START

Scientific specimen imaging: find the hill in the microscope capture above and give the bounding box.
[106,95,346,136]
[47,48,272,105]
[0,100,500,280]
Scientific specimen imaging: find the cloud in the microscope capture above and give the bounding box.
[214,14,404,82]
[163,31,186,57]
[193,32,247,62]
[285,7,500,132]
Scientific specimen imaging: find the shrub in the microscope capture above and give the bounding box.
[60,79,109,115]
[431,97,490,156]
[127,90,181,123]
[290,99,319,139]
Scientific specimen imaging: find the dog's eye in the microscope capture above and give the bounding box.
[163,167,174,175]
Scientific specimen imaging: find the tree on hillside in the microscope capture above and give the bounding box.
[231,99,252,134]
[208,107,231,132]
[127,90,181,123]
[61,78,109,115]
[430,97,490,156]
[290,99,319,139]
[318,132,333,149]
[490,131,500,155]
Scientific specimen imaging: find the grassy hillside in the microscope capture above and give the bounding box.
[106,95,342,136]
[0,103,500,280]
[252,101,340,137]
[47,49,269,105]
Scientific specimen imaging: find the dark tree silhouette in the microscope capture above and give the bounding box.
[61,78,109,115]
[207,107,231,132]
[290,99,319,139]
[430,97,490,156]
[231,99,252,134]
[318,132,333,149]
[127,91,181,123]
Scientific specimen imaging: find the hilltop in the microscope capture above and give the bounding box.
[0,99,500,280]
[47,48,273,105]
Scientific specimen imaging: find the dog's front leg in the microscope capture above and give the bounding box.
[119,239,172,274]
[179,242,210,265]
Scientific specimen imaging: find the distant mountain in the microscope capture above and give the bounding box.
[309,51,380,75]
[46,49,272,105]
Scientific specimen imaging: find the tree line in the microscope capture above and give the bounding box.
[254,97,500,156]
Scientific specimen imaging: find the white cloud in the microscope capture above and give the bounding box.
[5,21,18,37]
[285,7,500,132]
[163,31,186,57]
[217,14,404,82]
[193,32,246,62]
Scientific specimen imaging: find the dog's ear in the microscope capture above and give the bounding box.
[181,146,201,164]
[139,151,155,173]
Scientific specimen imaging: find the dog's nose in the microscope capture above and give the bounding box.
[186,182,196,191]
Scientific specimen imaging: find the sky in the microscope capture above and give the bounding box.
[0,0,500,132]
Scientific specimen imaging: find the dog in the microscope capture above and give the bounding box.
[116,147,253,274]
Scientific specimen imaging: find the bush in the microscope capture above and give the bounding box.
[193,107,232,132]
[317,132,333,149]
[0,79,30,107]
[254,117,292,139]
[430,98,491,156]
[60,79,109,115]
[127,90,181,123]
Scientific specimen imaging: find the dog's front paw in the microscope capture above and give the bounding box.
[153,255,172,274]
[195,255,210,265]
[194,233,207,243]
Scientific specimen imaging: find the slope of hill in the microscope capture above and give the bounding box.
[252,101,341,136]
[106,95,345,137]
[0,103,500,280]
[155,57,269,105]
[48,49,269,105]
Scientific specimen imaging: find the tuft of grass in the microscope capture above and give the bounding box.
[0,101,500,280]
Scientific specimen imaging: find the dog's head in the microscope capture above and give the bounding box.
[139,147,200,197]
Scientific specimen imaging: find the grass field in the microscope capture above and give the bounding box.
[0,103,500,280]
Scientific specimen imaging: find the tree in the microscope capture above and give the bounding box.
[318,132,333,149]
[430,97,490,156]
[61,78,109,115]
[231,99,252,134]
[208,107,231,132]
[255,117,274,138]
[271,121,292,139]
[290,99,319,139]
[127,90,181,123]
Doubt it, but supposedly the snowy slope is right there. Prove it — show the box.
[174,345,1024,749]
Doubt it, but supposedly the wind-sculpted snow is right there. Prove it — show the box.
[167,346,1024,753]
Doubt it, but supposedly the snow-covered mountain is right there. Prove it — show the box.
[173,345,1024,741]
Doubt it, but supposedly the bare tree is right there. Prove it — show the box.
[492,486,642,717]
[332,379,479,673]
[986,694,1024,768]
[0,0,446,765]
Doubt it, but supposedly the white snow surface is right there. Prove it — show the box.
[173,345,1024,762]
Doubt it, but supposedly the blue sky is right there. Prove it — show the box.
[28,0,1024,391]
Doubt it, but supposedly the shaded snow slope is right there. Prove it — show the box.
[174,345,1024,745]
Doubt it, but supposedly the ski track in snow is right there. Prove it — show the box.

END
START

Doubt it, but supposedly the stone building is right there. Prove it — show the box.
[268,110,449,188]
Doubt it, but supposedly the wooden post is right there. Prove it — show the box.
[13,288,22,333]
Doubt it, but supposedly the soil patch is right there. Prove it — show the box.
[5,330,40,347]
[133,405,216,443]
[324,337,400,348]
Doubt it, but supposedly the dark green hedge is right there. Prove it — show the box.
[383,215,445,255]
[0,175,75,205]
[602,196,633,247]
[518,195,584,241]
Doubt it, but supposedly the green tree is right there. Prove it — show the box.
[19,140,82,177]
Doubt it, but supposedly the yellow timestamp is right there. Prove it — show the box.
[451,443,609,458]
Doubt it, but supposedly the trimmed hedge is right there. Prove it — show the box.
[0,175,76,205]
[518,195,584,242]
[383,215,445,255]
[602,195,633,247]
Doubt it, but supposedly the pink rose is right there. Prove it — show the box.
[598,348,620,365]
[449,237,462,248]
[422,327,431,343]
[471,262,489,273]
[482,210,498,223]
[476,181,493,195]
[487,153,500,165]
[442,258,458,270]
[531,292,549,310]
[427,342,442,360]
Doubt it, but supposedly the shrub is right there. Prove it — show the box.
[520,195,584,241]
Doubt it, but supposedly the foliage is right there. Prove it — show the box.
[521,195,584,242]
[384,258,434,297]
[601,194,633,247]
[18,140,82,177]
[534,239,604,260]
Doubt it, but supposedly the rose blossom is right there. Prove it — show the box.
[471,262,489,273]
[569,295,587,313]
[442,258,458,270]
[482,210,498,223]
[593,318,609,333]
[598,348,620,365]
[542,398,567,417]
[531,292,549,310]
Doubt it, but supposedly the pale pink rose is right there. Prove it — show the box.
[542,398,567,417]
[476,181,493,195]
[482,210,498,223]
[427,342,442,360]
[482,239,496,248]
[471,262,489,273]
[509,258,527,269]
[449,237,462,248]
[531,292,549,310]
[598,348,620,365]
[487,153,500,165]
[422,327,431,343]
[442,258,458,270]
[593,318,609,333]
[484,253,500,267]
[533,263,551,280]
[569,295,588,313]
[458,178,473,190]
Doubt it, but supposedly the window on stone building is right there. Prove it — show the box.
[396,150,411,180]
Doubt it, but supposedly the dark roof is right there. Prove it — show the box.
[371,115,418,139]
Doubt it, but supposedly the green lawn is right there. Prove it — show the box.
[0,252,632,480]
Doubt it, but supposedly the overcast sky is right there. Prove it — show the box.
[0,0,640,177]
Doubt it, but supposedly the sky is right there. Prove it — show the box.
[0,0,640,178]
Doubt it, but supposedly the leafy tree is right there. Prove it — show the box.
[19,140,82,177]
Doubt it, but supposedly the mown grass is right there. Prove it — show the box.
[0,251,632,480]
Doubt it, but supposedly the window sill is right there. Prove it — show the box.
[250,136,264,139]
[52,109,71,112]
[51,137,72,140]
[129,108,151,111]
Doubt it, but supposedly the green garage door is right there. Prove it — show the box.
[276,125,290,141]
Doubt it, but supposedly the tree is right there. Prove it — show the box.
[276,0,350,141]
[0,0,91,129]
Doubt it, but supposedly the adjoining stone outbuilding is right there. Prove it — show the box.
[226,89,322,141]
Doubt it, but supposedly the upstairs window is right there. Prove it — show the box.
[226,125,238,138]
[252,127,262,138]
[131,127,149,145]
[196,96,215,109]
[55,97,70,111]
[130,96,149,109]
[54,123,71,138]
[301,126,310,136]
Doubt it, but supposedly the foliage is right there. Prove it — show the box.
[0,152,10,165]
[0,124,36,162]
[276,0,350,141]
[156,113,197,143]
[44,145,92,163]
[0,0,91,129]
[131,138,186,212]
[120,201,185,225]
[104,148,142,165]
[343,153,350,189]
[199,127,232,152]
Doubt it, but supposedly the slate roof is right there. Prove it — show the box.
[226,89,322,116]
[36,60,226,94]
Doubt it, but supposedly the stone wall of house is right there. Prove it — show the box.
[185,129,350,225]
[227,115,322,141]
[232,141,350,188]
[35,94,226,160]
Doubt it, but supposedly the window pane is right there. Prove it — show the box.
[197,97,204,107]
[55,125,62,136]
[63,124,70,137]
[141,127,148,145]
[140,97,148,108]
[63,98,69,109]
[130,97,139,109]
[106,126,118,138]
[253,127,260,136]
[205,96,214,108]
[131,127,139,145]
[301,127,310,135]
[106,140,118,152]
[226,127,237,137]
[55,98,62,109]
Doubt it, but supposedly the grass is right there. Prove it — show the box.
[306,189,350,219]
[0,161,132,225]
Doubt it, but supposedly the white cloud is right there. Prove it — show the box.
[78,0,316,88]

END
START

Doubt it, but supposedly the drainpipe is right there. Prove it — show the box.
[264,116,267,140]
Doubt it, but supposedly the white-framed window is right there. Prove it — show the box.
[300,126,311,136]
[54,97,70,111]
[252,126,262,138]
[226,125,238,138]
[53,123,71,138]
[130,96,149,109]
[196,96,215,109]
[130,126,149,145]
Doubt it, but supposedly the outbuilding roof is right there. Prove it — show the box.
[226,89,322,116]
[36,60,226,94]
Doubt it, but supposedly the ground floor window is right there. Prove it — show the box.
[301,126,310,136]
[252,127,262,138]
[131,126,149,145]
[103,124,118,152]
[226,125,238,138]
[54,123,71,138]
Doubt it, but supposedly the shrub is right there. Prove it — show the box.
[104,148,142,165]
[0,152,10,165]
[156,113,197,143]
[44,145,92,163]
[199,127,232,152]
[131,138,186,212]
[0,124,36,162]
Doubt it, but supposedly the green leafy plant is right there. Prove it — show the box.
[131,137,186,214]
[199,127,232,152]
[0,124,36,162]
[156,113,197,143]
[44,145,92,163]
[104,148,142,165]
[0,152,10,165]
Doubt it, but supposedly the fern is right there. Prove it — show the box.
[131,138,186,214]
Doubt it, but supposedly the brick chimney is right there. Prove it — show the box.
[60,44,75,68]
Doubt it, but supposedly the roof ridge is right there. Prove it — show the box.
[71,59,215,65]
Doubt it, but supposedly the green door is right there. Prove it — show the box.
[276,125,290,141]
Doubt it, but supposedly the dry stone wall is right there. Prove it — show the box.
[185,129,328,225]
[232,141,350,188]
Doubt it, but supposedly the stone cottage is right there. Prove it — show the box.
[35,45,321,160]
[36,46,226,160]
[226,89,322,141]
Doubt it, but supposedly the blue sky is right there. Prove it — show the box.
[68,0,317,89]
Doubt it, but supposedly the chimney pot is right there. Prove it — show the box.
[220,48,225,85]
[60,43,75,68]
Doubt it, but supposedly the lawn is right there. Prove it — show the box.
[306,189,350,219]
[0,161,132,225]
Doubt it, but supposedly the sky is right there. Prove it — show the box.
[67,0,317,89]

END

Written instruction => Copy the entries word for word, starting with the line that contains "Scientific specimen imaging: find the cloud" and continuing through the line that contains "[179,242,210,265]", including both of those lines.

Response to the task =>
Scientific specimen imaging: find the cloud in the microscope capture above and give the bounding box.
[214,14,404,82]
[163,31,186,57]
[193,32,247,62]
[285,7,500,132]
Scientific specimen imaging: find the shrub in the microscope capture above and give the bounding box.
[60,79,109,115]
[431,97,490,156]
[127,90,181,123]
[290,99,319,139]
Scientific specimen imaging: find the dog's eye in the microscope capture above and give the bounding box.
[163,167,174,175]
Scientific specimen imaging: find the tree on hillside in the microscope capture above and give the bounding box.
[231,99,252,134]
[208,107,231,132]
[127,90,181,123]
[61,78,109,115]
[430,97,490,156]
[290,99,319,139]
[318,132,333,149]
[490,131,500,155]
Scientific specimen imaging: find the grassy hillside in the microscope capture above and give the bounding box.
[106,95,342,136]
[0,103,500,280]
[252,101,340,137]
[47,49,269,105]
Scientific specimen imaging: find the dark tree silhouette in the microscope capture above and give the bounding box.
[61,78,109,115]
[207,107,231,132]
[290,99,319,139]
[430,97,490,156]
[231,99,252,134]
[318,132,333,149]
[127,91,181,123]
Scientific specimen imaging: find the hilltop in the microscope capture above and give the bounding box.
[0,99,500,280]
[47,48,273,105]
Scientific specimen imaging: find the dog's front leg in the microscope capture above and give the bounding box.
[119,239,172,274]
[179,242,210,265]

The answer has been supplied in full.